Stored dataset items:
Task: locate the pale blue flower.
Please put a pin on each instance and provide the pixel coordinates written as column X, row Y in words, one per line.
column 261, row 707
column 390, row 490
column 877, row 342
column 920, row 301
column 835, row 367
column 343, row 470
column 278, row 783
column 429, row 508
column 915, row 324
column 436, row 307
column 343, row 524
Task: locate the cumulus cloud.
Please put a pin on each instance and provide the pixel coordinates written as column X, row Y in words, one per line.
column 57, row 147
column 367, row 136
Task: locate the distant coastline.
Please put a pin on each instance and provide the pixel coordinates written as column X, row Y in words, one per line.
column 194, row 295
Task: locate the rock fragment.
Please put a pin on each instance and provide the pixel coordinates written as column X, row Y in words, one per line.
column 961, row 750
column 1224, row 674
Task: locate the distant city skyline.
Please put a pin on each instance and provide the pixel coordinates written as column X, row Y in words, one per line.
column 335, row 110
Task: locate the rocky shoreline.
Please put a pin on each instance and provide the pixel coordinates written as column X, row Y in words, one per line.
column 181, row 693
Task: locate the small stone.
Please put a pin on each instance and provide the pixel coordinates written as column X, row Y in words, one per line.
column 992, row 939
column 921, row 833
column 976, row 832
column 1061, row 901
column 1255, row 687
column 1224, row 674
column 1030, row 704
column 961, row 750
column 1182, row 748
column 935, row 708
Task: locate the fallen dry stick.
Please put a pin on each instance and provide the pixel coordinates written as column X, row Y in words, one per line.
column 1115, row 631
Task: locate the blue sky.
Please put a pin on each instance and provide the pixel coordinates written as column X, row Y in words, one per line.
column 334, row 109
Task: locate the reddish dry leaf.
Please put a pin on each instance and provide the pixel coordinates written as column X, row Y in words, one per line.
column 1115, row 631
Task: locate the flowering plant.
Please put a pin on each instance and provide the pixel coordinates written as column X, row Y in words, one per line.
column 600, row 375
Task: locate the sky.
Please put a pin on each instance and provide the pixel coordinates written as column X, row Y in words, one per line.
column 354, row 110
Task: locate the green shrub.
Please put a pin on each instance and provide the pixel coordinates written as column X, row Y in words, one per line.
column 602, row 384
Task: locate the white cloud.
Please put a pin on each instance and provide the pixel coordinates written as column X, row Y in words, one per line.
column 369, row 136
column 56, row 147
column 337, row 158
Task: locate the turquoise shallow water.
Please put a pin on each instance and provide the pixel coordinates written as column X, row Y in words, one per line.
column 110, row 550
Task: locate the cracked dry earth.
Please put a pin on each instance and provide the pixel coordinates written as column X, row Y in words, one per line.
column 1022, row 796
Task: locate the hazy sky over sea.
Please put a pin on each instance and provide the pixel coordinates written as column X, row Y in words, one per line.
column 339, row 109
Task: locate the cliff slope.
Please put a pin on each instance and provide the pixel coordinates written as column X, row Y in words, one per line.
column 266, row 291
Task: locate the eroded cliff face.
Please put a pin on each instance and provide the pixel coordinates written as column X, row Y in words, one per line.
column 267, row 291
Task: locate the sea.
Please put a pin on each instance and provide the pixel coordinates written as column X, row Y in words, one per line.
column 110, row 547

### Request
Rewrite the stretch from "Task: locate the sea." through the end of the items, changing "pin" to "marker" and leaving everything else unchanged.

### Result of this task
Task: locate the sea.
Please put a marker on each instance and provide the pixel coordinates written as column X, row Y in words, one per line.
column 110, row 547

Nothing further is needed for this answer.